**Directive**
Format everything from the line containing "Query: upper cabinet" down to the end of the data as a numbered list, leaving out any blank lines.

** BEGIN Supplied material **

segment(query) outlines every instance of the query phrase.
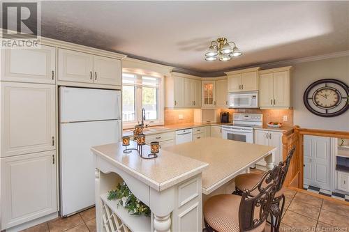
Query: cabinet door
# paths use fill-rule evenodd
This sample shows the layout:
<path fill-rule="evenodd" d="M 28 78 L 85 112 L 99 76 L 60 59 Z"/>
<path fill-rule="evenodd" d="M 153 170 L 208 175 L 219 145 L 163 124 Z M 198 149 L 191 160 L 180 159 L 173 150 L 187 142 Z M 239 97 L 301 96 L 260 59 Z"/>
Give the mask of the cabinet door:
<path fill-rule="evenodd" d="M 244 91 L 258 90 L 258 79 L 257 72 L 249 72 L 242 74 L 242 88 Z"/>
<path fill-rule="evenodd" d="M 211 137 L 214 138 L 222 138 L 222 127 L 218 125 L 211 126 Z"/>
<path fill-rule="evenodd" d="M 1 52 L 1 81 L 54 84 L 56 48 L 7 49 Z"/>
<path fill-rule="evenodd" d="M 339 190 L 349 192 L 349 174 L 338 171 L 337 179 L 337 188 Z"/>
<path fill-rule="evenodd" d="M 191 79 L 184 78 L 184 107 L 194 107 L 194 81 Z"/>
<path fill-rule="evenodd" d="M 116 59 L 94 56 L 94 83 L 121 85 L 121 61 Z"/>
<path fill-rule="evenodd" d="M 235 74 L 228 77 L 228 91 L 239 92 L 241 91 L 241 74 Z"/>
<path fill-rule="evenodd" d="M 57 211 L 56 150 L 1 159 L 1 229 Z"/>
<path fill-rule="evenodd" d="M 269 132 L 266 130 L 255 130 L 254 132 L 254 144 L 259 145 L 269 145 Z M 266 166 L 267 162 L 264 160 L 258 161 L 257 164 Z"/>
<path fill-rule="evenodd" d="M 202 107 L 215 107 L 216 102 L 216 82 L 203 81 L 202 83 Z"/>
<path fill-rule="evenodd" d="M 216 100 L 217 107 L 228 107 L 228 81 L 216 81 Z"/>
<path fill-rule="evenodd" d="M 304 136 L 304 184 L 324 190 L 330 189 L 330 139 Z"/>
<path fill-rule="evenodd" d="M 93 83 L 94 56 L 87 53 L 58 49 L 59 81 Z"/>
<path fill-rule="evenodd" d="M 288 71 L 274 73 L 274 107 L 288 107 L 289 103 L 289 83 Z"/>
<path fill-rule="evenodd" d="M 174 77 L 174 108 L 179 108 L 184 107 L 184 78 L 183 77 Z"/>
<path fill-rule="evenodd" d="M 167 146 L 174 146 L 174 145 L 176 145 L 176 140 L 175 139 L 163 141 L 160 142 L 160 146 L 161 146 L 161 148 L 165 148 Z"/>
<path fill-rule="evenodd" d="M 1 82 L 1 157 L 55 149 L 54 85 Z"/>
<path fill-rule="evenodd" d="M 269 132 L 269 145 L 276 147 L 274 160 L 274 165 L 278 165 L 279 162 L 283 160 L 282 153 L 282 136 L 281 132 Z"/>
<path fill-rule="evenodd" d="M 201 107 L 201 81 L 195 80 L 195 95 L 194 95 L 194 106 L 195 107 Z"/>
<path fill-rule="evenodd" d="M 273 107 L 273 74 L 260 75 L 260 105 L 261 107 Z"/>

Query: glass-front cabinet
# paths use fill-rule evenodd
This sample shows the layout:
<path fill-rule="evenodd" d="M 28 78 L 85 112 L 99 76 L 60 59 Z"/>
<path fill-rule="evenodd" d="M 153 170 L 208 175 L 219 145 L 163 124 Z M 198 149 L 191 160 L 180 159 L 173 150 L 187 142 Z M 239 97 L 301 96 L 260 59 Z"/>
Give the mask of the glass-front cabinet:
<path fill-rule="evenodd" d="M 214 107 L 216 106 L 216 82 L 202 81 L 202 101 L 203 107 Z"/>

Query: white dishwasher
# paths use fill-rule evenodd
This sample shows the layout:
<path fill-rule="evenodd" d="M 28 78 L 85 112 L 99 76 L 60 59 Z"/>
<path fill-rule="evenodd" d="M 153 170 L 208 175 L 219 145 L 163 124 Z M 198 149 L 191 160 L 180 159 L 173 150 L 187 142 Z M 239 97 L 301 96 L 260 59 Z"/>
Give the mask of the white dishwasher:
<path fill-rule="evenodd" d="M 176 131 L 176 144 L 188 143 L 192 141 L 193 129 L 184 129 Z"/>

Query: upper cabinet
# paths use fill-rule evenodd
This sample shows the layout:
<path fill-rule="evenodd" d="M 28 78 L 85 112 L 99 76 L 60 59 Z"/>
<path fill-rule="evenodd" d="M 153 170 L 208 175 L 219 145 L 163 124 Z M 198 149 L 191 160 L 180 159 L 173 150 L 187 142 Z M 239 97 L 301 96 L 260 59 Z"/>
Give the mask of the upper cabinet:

** END Supplied material **

**The output**
1. Query: upper cabinet
2. # paths use fill-rule evenodd
3. This sample shows the layout:
4. <path fill-rule="evenodd" d="M 28 78 L 85 112 L 99 76 L 60 59 Z"/>
5. <path fill-rule="evenodd" d="M 153 170 L 208 175 L 219 145 L 163 124 Z M 198 149 L 191 160 L 180 159 L 173 150 L 187 142 Z M 239 97 L 301 96 L 260 59 Z"/>
6. Give the mask of the upper cabinet:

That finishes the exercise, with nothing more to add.